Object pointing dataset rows

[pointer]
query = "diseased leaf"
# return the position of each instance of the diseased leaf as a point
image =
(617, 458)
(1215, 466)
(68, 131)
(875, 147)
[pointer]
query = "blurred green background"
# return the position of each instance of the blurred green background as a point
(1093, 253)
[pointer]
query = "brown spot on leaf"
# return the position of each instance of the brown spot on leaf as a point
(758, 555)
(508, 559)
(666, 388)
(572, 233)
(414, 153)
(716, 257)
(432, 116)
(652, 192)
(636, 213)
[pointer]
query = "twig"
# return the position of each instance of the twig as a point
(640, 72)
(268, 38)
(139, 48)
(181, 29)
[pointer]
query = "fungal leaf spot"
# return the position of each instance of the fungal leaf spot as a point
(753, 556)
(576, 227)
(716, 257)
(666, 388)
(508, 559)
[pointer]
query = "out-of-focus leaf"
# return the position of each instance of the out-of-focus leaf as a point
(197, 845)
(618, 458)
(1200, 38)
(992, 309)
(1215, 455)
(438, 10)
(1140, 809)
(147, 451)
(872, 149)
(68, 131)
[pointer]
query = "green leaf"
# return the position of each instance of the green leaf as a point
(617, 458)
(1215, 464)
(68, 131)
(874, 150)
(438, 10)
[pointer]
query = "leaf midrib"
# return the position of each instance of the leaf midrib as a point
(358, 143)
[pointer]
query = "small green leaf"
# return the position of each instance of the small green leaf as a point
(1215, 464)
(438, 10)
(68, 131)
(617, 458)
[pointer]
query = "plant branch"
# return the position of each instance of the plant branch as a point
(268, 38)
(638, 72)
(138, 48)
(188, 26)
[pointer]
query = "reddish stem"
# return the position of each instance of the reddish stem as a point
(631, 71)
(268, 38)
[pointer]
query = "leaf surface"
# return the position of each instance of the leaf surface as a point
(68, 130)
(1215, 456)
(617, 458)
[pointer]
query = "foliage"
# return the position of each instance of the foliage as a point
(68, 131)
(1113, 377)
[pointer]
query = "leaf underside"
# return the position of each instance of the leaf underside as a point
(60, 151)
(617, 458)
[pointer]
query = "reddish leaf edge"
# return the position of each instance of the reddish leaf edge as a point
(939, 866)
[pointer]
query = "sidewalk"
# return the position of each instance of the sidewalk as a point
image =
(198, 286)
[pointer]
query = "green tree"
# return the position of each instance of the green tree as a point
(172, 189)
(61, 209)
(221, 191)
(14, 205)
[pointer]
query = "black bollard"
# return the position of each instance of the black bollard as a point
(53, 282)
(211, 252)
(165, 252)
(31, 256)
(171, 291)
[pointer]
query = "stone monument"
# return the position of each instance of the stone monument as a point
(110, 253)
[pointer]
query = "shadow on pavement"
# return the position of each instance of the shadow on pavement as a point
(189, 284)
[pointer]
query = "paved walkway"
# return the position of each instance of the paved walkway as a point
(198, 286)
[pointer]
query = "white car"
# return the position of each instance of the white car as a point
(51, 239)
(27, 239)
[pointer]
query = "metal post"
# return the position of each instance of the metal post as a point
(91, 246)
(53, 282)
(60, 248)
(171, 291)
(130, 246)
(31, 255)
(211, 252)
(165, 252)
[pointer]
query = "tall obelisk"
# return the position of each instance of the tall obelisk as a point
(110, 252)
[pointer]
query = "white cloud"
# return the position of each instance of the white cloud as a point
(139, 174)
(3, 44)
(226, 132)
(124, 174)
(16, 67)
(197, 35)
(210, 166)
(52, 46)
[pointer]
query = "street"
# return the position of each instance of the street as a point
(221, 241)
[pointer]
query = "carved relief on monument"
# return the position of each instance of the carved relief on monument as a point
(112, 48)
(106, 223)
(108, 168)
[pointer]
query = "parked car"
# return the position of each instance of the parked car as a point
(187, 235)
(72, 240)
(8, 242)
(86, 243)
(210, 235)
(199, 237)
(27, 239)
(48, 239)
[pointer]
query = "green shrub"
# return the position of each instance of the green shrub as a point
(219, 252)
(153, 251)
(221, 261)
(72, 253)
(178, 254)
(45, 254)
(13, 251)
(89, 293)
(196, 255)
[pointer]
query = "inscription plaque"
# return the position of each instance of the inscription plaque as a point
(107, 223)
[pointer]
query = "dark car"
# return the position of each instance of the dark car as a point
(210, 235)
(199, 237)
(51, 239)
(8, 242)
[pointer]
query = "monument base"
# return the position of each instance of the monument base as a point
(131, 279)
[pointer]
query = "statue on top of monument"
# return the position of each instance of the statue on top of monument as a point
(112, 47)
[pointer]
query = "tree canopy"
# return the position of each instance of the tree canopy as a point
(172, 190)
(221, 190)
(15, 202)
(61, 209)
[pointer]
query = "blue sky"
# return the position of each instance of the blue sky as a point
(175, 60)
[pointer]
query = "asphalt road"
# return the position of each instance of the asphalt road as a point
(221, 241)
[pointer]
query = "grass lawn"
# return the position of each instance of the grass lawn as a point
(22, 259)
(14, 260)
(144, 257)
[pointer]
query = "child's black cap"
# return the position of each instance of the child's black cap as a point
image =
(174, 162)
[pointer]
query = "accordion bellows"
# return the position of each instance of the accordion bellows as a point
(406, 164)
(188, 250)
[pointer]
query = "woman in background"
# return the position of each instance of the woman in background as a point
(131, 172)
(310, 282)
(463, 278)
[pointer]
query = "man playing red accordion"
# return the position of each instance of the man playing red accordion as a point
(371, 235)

▶ INSTRUCTION: Extract each record, keeping it identical to the original.

▶ THE RESPONSE:
[pointer]
query = "diseased leaf"
# return the position of each instance of the diseased leaf as a point
image =
(617, 458)
(1215, 466)
(68, 131)
(875, 147)
[pointer]
query = "blurred green background"
# return the position of each instance of the blurred green background as a point
(1093, 253)
[pointer]
query = "brown spot on leaf"
# return the position of each instance of the brown spot on leaf as a point
(758, 555)
(508, 559)
(666, 388)
(572, 233)
(414, 153)
(716, 257)
(432, 116)
(652, 192)
(636, 213)
[pointer]
query = "twig"
# return the position of each instance of the twig as a point
(640, 72)
(268, 38)
(139, 48)
(181, 29)
[pointer]
query = "fungal leaf spot"
# return the position of each instance of the fungal leaf spot as a point
(753, 556)
(576, 227)
(716, 257)
(666, 388)
(508, 559)
[pointer]
query = "out-of-focus leaf"
# return the position of each instance of the out-of-focus leaf as a point
(197, 845)
(618, 458)
(1200, 38)
(992, 309)
(1215, 455)
(438, 10)
(1140, 809)
(147, 451)
(872, 149)
(68, 131)
[pointer]
query = "green leaf"
# return the position of each instance of the green leaf as a point
(617, 458)
(1215, 464)
(68, 131)
(874, 150)
(438, 10)
[pointer]
query = "leaf midrib"
# return the position of each instance of the leaf midrib as a point
(358, 143)
[pointer]
query = "small green leaf"
# return the position of each instance of the small green leaf as a point
(1215, 464)
(438, 10)
(68, 131)
(617, 458)
[pointer]
query = "plant branch"
# return the position of each instance of the plant branch as a point
(268, 38)
(638, 72)
(138, 48)
(188, 26)
[pointer]
query = "reddish stem"
# return the position of each instance of the reddish stem as a point
(631, 71)
(268, 38)
[pointer]
query = "leaf surface"
# return the position of each instance of the leaf surface as a point
(68, 130)
(1215, 456)
(617, 458)
[pointer]
query = "foliage"
# return the position of each instance of the foliage as a point
(68, 131)
(1113, 377)
[pointer]
query = "leaf underside"
# return the position of each instance of the leaf underside as a point
(60, 151)
(617, 458)
[pointer]
query = "reddish leaf edge"
# return the position of each instance of the reddish leaf edge as a point
(939, 866)
[pointer]
query = "sidewalk"
# return the position of each instance of the sidewalk as a point
image =
(198, 286)
[pointer]
query = "green tree"
# return the position of each instance of the green tree as a point
(172, 189)
(61, 209)
(221, 191)
(14, 205)
[pointer]
query = "black bollard"
# return the position of each instance of the black bollard as a point
(53, 282)
(211, 252)
(165, 252)
(31, 256)
(171, 291)
[pointer]
query = "stone monument"
# return the position of each instance of the stone monument as a point
(110, 253)
[pointer]
query = "shadow on pavement"
# return the position of each instance of the shadow on pavement as a point
(189, 284)
[pointer]
query = "paved walkway"
# return the position of each instance of the paved walkway as a point
(198, 286)
[pointer]
query = "white car"
# return the position of each instance of the white car as a point
(51, 239)
(27, 239)
[pointer]
query = "metal post"
# return the position of each instance of the metal post as a point
(91, 246)
(53, 282)
(60, 248)
(171, 291)
(130, 246)
(31, 255)
(211, 252)
(165, 252)
[pointer]
query = "tall obelisk"
# return the position of each instance of the tall obelisk as a point
(110, 252)
[pointer]
query = "white cloud"
# return the position of each instance of the white cloud as a point
(139, 174)
(3, 44)
(226, 132)
(124, 174)
(16, 67)
(197, 35)
(210, 166)
(52, 46)
[pointer]
query = "street"
# return the position of each instance of the street as a point
(221, 241)
[pointer]
query = "carved relief on monument"
# return the position of each instance of the carved relief on monument as a point
(112, 48)
(106, 223)
(108, 168)
[pointer]
query = "parked car"
# return the position of each instance of the parked car as a point
(187, 235)
(72, 240)
(8, 242)
(86, 243)
(210, 235)
(199, 237)
(27, 239)
(48, 239)
[pointer]
query = "green shrub"
# return the position of each instance of the green shrub as a point
(219, 252)
(153, 251)
(221, 261)
(72, 253)
(178, 254)
(45, 254)
(13, 251)
(89, 293)
(196, 255)
[pointer]
query = "inscription plaque"
# return the position of each instance of the inscription plaque as a point
(107, 223)
[pointer]
query = "dark car"
# return the position of each instance of the dark car as a point
(210, 235)
(199, 237)
(51, 239)
(8, 242)
[pointer]
query = "monument base"
# return the position of each instance of the monument base as a point
(131, 279)
[pointer]
query = "statue on top of monument"
# return the position of each instance of the statue on top of monument as a point
(112, 47)
[pointer]
query = "tree canopy"
# return the position of each instance of the tree canopy as a point
(172, 190)
(221, 190)
(15, 202)
(61, 209)
[pointer]
query = "blue sky"
# return the position of each instance of the blue sky as a point
(175, 60)
[pointer]
query = "asphalt road"
# return the position of each instance of the asphalt road as a point
(221, 241)
[pointer]
query = "grass lawn"
# return the position of each instance of the grass lawn as a point
(22, 259)
(14, 260)
(144, 257)
[pointer]
query = "child's black cap"
# return the position of each instance of the child's black cap as a point
image =
(174, 162)
[pointer]
query = "accordion bellows"
# return the position of each instance of the accordion bellows as a point
(406, 164)
(188, 250)
[pointer]
query = "woman in background"
# return the position of each instance of the woman in background as a point
(131, 172)
(310, 282)
(463, 278)
[pointer]
query = "man playing red accordion"
# return the position of each instance of the man playing red accordion as a point
(371, 235)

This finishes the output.